(Records contained in a dataset)

►

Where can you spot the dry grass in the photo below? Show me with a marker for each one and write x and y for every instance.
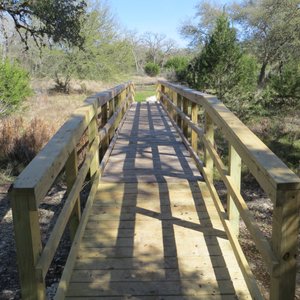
(20, 141)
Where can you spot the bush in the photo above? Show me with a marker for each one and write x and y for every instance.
(20, 142)
(152, 69)
(179, 65)
(14, 86)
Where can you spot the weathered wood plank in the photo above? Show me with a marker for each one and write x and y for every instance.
(267, 168)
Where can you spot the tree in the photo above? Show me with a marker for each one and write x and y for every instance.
(103, 55)
(14, 86)
(271, 32)
(178, 64)
(56, 19)
(206, 15)
(157, 47)
(217, 67)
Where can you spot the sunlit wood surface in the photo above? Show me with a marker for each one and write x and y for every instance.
(154, 232)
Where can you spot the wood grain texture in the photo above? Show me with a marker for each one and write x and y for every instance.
(151, 233)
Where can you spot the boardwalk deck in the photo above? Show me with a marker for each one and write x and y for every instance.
(153, 232)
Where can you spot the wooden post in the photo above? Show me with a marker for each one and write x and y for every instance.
(158, 88)
(161, 99)
(284, 242)
(111, 107)
(235, 165)
(195, 121)
(104, 143)
(71, 168)
(93, 135)
(132, 91)
(28, 243)
(185, 111)
(209, 134)
(179, 106)
(175, 97)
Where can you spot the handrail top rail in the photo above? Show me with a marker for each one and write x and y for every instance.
(47, 164)
(251, 149)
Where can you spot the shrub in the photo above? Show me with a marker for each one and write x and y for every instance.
(179, 65)
(20, 142)
(152, 69)
(14, 86)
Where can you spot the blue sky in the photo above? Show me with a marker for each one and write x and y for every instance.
(159, 16)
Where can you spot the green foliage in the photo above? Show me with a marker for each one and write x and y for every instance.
(104, 56)
(217, 68)
(142, 93)
(179, 65)
(59, 20)
(14, 86)
(152, 69)
(286, 84)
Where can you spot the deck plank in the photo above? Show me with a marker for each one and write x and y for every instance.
(153, 231)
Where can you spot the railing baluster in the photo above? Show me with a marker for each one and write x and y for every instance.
(285, 244)
(174, 98)
(71, 168)
(195, 121)
(104, 142)
(179, 105)
(209, 134)
(185, 109)
(28, 243)
(235, 164)
(93, 135)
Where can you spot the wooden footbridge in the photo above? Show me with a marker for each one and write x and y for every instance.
(153, 225)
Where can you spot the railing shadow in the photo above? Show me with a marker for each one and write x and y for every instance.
(149, 269)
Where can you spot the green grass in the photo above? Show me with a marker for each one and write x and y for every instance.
(144, 92)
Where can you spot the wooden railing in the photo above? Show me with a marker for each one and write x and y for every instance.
(280, 183)
(93, 126)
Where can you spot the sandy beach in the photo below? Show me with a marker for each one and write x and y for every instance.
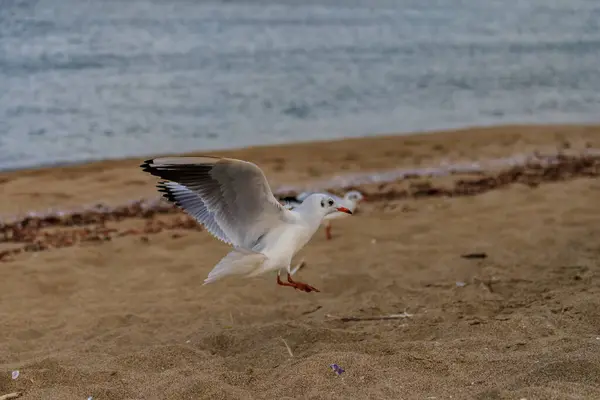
(495, 294)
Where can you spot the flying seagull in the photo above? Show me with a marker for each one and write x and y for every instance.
(234, 202)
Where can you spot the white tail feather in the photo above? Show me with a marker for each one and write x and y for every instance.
(237, 262)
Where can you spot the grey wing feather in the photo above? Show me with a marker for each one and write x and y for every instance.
(235, 194)
(191, 203)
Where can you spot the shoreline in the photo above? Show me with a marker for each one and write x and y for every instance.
(501, 265)
(117, 181)
(412, 135)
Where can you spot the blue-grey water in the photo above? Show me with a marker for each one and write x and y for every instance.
(93, 79)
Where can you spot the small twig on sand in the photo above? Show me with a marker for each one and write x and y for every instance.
(375, 318)
(298, 267)
(11, 396)
(312, 311)
(287, 347)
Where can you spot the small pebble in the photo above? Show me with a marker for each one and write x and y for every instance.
(337, 369)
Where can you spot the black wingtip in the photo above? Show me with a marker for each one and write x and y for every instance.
(146, 164)
(167, 194)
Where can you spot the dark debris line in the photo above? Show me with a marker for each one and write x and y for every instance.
(90, 225)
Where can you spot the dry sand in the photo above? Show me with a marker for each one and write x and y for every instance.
(129, 319)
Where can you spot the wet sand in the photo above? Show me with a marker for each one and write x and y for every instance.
(500, 287)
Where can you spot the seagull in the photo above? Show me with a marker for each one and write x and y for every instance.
(350, 201)
(234, 202)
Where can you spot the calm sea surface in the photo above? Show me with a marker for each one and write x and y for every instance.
(93, 79)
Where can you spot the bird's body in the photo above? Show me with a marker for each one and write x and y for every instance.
(350, 201)
(234, 202)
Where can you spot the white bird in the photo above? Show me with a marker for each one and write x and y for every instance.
(234, 202)
(350, 201)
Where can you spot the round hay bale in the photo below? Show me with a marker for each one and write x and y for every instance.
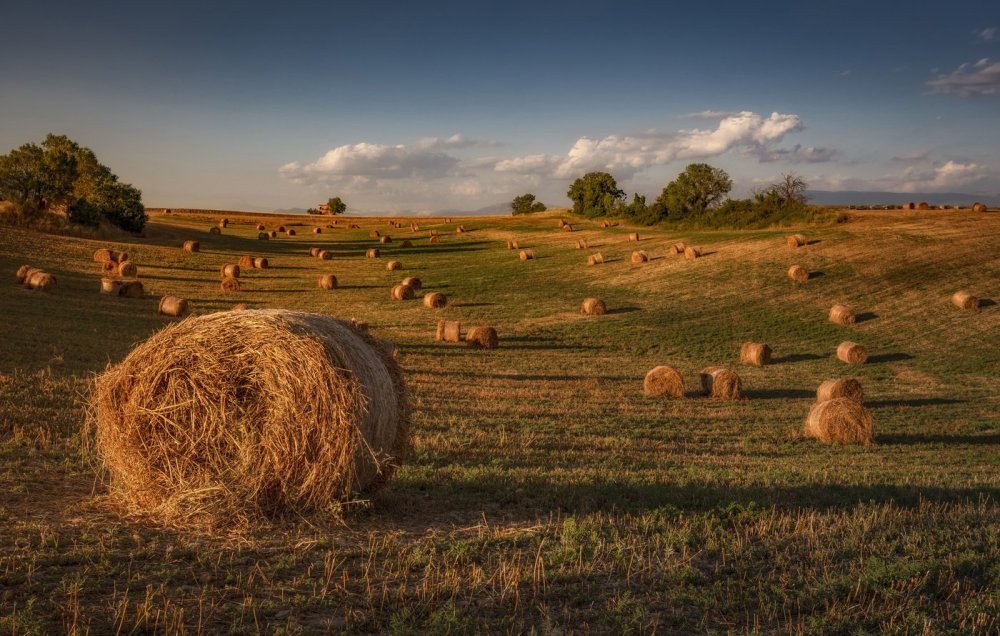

◄

Reproduce each line of the records above, exactly and without pictures.

=== Written solution ===
Where can you spot the dry grass in the photo below? Show me with a marker for each one and write x and y for every instance.
(20, 141)
Where can you spot the bush in the photo above? Show me with a marker for each one and write x and y for every instance.
(20, 142)
(152, 69)
(179, 65)
(14, 86)
Where can you spot the weathered wood plank in the photo above? Show me with a marker for each one and write x and y for every instance.
(267, 168)
Where can you spot the tree in the photo above? Show me with a marker for each one and write x and y for every instance.
(103, 55)
(14, 86)
(271, 32)
(178, 64)
(56, 19)
(206, 15)
(157, 47)
(217, 67)
Where can you spot the sunlit wood surface in the photo above? Show me with a marker for each one and write x and y for every instance.
(154, 232)
Where can you spot the wood grain texture in the photo above? Show me with a marker for each one and write x and y for every instance.
(151, 233)
Where can you spot the boardwalk deck in the photo above? Show me with a marker for each one and write x and y for every instance.
(153, 232)
Where can you spot the wooden post in the photo above? Show me with a marker for each one and write x and y for every instance.
(158, 88)
(161, 99)
(284, 242)
(111, 107)
(235, 165)
(195, 121)
(104, 143)
(71, 168)
(93, 135)
(132, 91)
(28, 243)
(185, 111)
(209, 134)
(179, 106)
(175, 97)
Where can you spot the handrail top rail in the photo above? Show me with a marker for each one and write x and y for every instance.
(47, 164)
(251, 149)
Where can you spot the shrub in the photo above? Show me with a marker for each one and write x and y for every instance.
(179, 65)
(20, 142)
(152, 69)
(14, 86)
Where can you spot the blue sky in the photo above? Show me with a marker for each one and write x and y for every instance.
(159, 16)
Where can you spot the green foliage in the photo above? Show me with a marker for each one and write x and y for every instance.
(104, 56)
(217, 68)
(142, 93)
(179, 65)
(59, 20)
(14, 86)
(152, 69)
(286, 84)
Where can you spot the deck plank in the photo above? Show me with a marker for each one and write x and y for every instance.
(153, 231)
Where can you spot the railing baluster in the photo above? Show me with a marker for each one and write x and y for every instance.
(285, 244)
(174, 98)
(71, 168)
(195, 121)
(104, 142)
(179, 105)
(209, 134)
(185, 109)
(28, 243)
(235, 164)
(93, 135)
Where can you spot the wooden footbridge in the photo above? Show me with a marker for each one and write x and y for every instance.
(153, 225)
Where can you spot the railing shadow in the photo above? Show me with a marker for each one and write x and y for every instance.
(149, 269)
Where can you spot the green grass in the photo above? Show me with a marker for each one and write x and y for every instance.
(144, 92)
Where can you spot the wooden railing in the photo above? Show me with a marker for each one and write x and y for every instance.
(280, 183)
(93, 126)
Where can you spot the sandy beach in the photo below? Show me with a marker for each one and write x and y for every instance.
(495, 294)
Where can you spot the flying seagull in the photo above? Show me with a marker for each one and write x and y for every instance.
(234, 202)
Where can you spot the white tail feather in the photo above? Show me with a marker for each one and write x and y for every instance.
(237, 262)
Where can you spot the grey wing feather in the photo above? Show me with a marker for each one and write x and y for every instance.
(235, 194)
(191, 203)
Where can you spot the shoreline in the photo above? Show me with a marker for each one and write x and y for every instance.
(501, 265)
(117, 181)
(412, 135)
Where can you spot the blue-grey water in the photo above? Show me with a marker for each one and write x and y for every instance.
(93, 79)
Where can you spot the small twig on sand in the photo above? Show me with a marker for each one and write x and y for every instance.
(375, 318)
(298, 267)
(11, 396)
(312, 311)
(287, 347)
Where can you spot the small pebble in the photo above? Show me with a marker for each one and write x and y for every instance.
(337, 369)
Where can you spot the black wingtip in the photo above? Show me with a marker for each one and write x and y for every instance.
(146, 164)
(167, 194)
Where can you spot the dark debris line in the photo above? Show me with a marker for each one and write x and y for every instance.
(90, 225)
Where can you spot the dry sand in the photo above? Show me with a marker for each one and write x and y for every instance.
(129, 319)
Where can you spot the wet sand in the photo above? Show me with a marker for each one and write x and y for every instance.
(500, 287)
Where can you spot the seagull in the photo above? Show me with a marker for each one and write x and y for every instance.
(350, 201)
(234, 202)
Where can you spot the calm sea surface in the photo above? Show me with a marker for each one and write x and y for every instance.
(93, 79)
Where can you spot the bird's body in the photo above? Show me with a marker for each one and write x and y for every instance.
(350, 201)
(234, 202)
Where can you spot the white bird in the photo above? Show me with a marker for each one and write x and y for every instance.
(234, 202)
(350, 201)
Where can you spot the round hay bale in the photo below? Show me with a marker for each one and write x and y for every instance.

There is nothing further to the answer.